• [Try it]
Among the entries below, find all lines that include "negative" and copy them.

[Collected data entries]

=== Begin Enclosure ===

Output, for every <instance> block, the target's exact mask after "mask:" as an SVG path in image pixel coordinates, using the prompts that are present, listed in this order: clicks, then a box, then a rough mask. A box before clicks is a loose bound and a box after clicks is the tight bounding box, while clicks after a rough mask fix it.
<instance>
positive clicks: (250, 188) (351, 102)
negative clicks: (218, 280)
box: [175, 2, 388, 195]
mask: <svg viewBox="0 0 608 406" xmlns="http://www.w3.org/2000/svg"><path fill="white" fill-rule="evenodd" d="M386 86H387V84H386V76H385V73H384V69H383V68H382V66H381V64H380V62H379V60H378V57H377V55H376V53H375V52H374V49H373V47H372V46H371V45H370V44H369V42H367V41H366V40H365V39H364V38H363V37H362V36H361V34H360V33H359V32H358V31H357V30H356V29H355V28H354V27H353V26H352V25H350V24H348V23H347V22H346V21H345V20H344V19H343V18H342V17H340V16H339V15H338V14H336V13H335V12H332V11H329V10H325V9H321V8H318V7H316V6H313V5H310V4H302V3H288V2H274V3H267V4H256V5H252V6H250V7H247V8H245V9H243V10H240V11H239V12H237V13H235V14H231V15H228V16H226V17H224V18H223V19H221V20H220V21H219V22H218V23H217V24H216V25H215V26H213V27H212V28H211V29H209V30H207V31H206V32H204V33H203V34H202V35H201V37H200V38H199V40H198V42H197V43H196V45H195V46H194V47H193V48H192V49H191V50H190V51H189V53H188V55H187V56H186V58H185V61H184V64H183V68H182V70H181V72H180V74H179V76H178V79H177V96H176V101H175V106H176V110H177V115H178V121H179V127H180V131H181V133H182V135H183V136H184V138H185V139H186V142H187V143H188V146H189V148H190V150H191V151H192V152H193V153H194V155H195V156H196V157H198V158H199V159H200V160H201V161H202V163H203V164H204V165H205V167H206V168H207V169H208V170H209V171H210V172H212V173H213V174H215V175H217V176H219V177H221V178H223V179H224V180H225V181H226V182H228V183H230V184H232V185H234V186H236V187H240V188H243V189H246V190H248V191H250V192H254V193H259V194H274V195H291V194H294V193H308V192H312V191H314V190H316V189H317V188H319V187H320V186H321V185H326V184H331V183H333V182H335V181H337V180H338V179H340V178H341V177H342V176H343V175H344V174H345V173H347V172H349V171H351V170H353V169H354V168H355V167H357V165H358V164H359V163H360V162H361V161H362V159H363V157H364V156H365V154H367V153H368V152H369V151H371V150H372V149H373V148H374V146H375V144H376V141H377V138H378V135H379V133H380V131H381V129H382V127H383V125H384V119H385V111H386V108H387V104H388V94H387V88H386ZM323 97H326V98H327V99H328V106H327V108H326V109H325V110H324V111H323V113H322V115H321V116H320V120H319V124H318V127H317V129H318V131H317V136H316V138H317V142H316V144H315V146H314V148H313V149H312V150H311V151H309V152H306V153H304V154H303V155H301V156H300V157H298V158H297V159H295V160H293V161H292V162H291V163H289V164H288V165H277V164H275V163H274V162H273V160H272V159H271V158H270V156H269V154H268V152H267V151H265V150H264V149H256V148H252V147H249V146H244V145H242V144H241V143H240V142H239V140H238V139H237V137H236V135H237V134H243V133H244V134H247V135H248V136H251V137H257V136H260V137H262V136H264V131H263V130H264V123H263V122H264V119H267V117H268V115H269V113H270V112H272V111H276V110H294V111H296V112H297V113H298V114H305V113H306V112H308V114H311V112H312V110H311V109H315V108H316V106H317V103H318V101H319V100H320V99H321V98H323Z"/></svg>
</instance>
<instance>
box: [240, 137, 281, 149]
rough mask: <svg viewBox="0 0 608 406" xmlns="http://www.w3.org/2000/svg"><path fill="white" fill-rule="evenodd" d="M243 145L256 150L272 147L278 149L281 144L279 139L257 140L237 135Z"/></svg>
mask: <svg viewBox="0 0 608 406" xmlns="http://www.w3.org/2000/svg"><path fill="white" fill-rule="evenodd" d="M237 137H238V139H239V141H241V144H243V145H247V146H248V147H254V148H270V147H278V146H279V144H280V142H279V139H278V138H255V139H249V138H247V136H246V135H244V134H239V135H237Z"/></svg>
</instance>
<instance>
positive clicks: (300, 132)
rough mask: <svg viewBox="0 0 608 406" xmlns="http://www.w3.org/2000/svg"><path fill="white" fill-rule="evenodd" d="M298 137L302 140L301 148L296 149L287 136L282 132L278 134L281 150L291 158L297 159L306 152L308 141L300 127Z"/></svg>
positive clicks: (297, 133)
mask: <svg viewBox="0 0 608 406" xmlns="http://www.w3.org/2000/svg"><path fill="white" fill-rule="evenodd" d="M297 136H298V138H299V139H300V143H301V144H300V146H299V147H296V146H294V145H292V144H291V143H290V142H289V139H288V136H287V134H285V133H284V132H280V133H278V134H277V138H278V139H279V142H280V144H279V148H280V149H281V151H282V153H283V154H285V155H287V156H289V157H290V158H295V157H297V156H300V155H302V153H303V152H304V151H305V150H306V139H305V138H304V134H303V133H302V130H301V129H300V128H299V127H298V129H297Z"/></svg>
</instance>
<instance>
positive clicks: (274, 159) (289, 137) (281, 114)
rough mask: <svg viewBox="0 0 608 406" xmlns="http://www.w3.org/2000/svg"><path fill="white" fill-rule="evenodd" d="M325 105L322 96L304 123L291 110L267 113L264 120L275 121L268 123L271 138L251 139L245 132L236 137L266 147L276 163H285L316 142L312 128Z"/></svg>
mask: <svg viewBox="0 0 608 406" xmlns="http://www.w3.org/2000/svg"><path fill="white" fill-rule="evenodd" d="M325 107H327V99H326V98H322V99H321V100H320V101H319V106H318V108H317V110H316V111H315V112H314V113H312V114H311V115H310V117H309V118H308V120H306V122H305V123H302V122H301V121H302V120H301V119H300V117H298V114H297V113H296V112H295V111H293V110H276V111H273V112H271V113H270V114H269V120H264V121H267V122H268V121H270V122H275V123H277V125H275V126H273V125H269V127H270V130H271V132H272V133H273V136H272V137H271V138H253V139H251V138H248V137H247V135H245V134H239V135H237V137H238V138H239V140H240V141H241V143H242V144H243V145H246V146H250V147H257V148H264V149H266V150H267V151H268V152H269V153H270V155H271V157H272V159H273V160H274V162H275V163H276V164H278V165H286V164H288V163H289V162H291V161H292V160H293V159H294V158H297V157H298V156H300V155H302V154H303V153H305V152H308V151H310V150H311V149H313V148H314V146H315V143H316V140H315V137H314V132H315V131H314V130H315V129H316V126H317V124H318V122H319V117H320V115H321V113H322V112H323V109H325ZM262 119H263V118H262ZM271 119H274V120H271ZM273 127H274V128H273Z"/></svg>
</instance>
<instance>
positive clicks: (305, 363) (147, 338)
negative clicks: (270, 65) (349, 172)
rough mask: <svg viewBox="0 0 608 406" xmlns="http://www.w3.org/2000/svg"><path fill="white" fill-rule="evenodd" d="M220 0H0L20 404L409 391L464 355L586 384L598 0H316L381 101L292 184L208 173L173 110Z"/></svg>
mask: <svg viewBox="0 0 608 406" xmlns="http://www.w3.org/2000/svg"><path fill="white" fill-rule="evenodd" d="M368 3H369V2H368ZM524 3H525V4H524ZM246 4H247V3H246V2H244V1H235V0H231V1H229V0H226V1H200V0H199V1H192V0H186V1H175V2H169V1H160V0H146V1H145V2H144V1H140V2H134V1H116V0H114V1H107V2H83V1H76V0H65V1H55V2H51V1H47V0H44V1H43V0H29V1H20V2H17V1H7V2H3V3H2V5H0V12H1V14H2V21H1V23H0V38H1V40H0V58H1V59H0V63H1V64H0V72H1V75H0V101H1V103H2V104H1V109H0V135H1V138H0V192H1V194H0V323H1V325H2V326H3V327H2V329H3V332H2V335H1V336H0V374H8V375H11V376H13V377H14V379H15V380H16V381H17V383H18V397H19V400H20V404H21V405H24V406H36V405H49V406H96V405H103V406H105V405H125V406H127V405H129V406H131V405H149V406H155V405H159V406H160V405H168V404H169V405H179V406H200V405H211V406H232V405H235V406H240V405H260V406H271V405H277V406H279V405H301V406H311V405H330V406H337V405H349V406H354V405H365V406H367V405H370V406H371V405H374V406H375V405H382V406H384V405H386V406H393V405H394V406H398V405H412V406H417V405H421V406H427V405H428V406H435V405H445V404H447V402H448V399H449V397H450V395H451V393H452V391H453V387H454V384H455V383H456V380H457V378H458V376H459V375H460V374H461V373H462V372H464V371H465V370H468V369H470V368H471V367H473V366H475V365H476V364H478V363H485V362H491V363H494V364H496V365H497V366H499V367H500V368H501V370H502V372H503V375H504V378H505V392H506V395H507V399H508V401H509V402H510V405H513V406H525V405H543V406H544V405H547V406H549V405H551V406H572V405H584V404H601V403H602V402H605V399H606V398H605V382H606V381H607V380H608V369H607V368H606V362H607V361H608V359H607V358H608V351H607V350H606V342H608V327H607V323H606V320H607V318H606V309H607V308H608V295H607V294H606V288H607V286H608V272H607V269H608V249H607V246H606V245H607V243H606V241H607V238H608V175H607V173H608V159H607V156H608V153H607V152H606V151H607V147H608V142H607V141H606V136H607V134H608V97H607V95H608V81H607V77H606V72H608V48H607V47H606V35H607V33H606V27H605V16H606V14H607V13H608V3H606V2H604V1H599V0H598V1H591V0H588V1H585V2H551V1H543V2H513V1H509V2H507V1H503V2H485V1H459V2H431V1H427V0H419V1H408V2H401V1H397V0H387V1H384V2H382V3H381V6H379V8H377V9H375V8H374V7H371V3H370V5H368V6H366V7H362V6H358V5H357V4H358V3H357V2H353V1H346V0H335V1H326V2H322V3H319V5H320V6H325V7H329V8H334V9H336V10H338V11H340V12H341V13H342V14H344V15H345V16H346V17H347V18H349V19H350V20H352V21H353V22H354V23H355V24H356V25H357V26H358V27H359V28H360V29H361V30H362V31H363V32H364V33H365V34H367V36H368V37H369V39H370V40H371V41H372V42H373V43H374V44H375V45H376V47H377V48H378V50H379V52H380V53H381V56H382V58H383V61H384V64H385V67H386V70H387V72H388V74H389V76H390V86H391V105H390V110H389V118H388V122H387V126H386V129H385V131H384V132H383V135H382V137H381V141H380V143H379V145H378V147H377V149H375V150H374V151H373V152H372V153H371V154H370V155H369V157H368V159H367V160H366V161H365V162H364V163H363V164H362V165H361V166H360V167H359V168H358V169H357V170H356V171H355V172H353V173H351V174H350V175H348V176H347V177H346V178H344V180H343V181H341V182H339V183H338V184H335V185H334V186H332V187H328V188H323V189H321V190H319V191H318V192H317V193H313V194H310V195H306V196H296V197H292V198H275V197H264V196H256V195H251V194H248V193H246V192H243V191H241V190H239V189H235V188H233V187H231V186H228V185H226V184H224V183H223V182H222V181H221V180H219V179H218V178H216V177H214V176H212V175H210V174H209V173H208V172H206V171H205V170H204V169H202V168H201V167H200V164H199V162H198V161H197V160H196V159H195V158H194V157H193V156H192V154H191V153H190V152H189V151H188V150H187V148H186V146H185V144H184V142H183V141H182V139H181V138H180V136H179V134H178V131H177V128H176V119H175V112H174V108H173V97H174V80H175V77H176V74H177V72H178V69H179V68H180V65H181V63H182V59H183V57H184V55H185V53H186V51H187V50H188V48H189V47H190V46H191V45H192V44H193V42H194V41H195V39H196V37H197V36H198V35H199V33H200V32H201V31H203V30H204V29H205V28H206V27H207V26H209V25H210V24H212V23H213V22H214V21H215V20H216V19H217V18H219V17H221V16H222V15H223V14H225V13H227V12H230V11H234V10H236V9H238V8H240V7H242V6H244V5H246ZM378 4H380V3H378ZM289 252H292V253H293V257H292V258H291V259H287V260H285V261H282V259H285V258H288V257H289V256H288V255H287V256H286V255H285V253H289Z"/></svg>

=== End Enclosure ===

• [Response]
negative clicks: (218, 280)
negative clicks: (270, 65) (349, 172)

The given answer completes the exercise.